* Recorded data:
★ ★ ★ ★ ★ ★ ★

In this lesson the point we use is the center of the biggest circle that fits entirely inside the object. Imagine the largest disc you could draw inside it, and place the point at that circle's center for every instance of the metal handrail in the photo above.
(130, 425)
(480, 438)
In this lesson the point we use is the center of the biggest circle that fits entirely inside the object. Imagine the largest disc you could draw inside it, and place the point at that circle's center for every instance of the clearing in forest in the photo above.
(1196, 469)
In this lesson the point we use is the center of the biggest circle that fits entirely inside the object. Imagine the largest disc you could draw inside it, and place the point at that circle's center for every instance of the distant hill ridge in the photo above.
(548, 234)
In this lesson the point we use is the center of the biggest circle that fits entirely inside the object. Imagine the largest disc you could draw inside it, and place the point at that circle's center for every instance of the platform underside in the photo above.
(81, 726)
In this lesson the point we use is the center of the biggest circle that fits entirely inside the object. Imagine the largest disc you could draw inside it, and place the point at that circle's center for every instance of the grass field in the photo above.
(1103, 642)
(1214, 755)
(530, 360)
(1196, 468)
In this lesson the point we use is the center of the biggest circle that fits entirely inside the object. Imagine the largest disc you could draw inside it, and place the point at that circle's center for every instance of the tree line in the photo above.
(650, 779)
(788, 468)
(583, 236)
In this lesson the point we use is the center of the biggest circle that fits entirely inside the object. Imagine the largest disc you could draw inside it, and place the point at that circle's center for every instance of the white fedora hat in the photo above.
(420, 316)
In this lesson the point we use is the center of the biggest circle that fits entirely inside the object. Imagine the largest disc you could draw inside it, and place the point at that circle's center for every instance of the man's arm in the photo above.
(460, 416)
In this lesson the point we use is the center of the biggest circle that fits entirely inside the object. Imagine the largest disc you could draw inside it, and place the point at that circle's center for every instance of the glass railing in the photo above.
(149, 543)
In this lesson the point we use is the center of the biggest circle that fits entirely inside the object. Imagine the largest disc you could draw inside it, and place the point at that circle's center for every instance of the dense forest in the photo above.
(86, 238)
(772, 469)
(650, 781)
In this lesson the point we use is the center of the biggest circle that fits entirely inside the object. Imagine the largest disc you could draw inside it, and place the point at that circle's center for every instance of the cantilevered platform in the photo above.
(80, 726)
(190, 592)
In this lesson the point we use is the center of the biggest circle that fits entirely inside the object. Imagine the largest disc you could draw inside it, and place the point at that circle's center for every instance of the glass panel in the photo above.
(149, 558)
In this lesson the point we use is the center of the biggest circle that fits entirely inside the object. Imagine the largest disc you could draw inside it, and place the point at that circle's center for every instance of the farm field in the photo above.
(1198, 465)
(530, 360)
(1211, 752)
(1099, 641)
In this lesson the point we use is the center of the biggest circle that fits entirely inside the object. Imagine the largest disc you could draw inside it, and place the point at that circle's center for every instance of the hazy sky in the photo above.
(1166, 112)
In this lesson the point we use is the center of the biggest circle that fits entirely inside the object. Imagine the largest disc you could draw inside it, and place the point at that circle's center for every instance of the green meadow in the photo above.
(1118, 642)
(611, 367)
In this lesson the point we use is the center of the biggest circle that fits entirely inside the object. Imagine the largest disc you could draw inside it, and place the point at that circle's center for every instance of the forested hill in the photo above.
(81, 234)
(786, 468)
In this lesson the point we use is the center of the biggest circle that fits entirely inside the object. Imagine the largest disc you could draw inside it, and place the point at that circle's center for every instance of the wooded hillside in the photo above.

★ ★ ★ ★ ★ ★ ★

From the line containing "sky in the photo above." down to the last line of the records, transcribe every line exactly and add nothing else.

* EXPECTED ANSWER:
In this lesson the point we use is the center of the biggest circle that fits entirely inside the object. Imagine the largest disc you could draw inside it, and place the point at that circle's center for every instance of the hazy sky in the photo above.
(1166, 112)
In this lesson the point we use is the center of the biggest circle that fits entirely inside the object. Imagine the largest disc you could draw inside it, and place the point at that circle's center for every instance of the green meadow in the photo above.
(1118, 642)
(611, 367)
In this lesson the point we use is the center of the biggest circle that fits entirely inside the object. Imagine the largest disc you could draw inside it, and place the point at that circle's center for every instance of the forested hill in the photo above.
(81, 234)
(786, 468)
In this lesson the point we use is the center of the biggest circle that fits entirely inside the object. Imagine the largest disc you could draw inside it, and place the point at that circle's center for every instance of the wooded hillside in the photo above.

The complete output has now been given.